● Excerto da fonte
11. A fundamentar o pedido, em resumo, os Requerentes invocam a ilegalidade dos atos de liquidação adicional de IVA objeto do pedido de pronúncia arbitral, por limitarem o direito à dedução dos Requerentes sem que estejam verificadas as condições para o efeito, previstas no n.º 1 do artigo 26.º do Código do IVA e na alínea b) do n.º 1 do artigo 10.º do Decreto-Lei nº 21/2007, de 29 de janeiro, e ainda por a Requerida limitar o direito à dedução dos Requerentes em violação do disposto nos artigos 167.º, 168.º, 284.º, 185.º e 187.º, todos da Diretiva 2006/112/CE do Conselho, de 28 de novembro de 2006.
12. Alegam os Requerentes que: (1) em 12 de abril de 2011 o Primeiro Requerente adquiriu a fração autónoma designada pela letra “J”, unidade destinada a alojamento turístico de tipologia T1, do Bloco U, identificada pelo número 10 do nível 11 do prédio urbano sito no lugar do ..., na freguesia e concelho de ..., inscrito na matriz predial da referida freguesia sob o artigo ... e descrito na CRP de ... sob o nº ...; (2) A fração identificada foi adquirida com renúncia à isenção de IVA pelo Primeiro Requerente e pela sociedade vendedora, a D... S.A.; (3) por documento complementar à escritura de aquisição, com a aquisição fração identificada o Primeiro Requerente vinculou-se ao regulamento de administração do empreendimento e ao contrato de cessão de exploração turística e de gestão do imóvel, concedendo à Sociedade D... o direito exclusivo de exploração das frações; (4) no mesmo dia, o Segundo Requerente adquiriu à mesma sociedade, nas mesmas condições descritas supra, a fração autónoma designada pela letra “K”, unidade destinada a alojamento turístico de tipologia T1, do Bloco U, identificada pelo número 11 do nível 11 do mesmo prédio, supra identificado; (5) Ambas as frações autónomas foram entregues pelos Requerentes à Sociedade D... especialmente equipadas e totalmente aptas à utilização turística;
13. Alegam os Requerentes que os contratos de exploração turística por si celebrados — em vigor até 31 de dezembro de 2020 — estabelecem que os Requerentes serão remunerados mediante uma contrapartida de verificação incerta e montante variável, sujeita a circunstancias e condicionalismos vários, que dependem apenas do desempenho e resultado operacional da Sociedade D..., no âmbito das funções e objetivos a que, na qualidade de entidade exploradora, se obrigou.

● Dados apresentados
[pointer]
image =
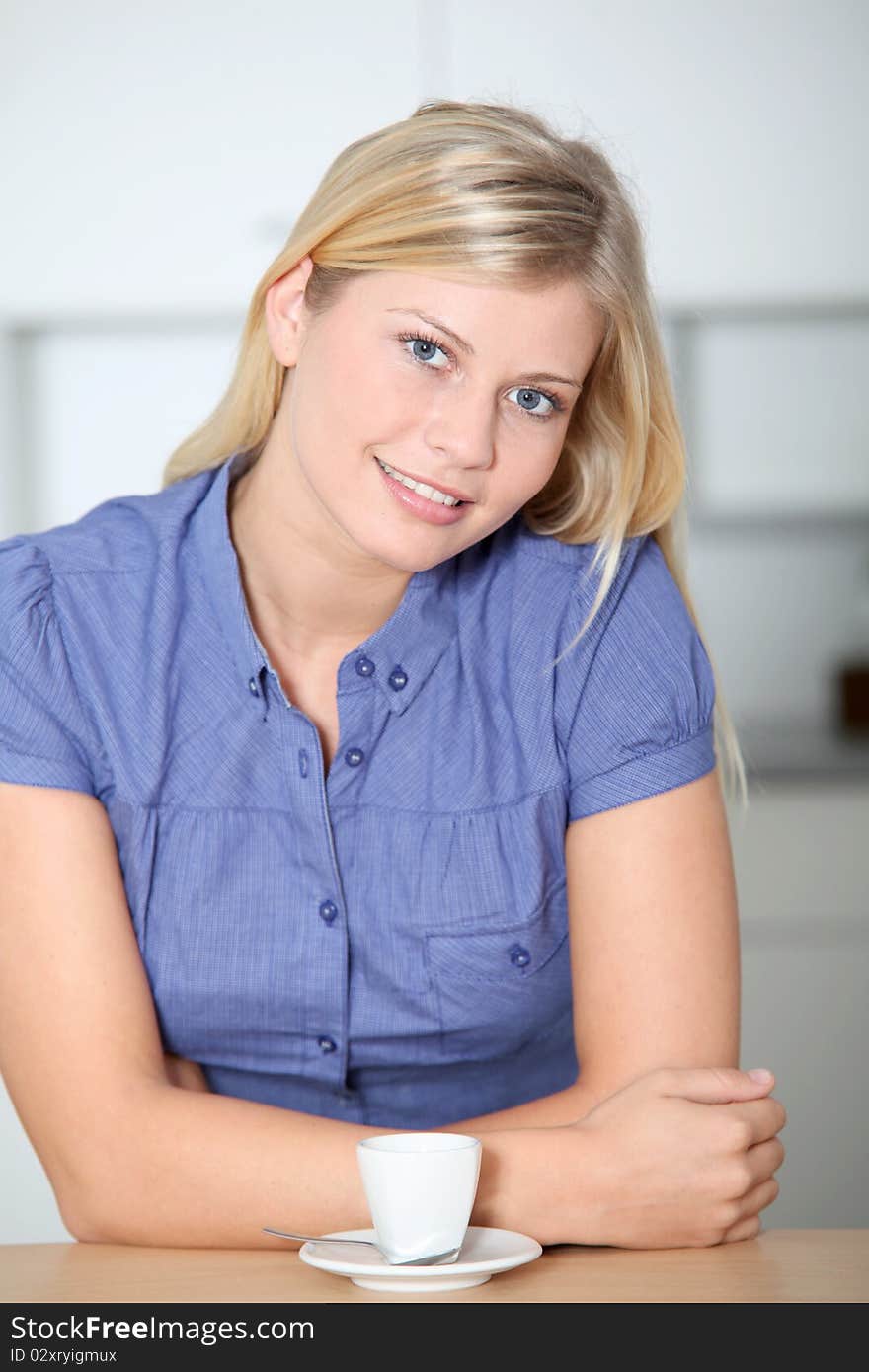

● Tarefa a realizar
Responda, com base no excerto, às perguntas seguintes.
1. Em que data o Primeiro Requerente adquiriu a fração autónoma designada pela letra “J”?
2. Por que letra é designada a fração autónoma adquirida pelo Segundo Requerente?
3. Até que data estão em vigor os contratos de exploração turística celebrados pelos Requerentes?
A listagem não tem qualquer relação com o excerto.

● Resposta escrita
1. Em 12 de abril de 2011.
2. Pela letra “K”.
3. Até 31 de dezembro de 2020.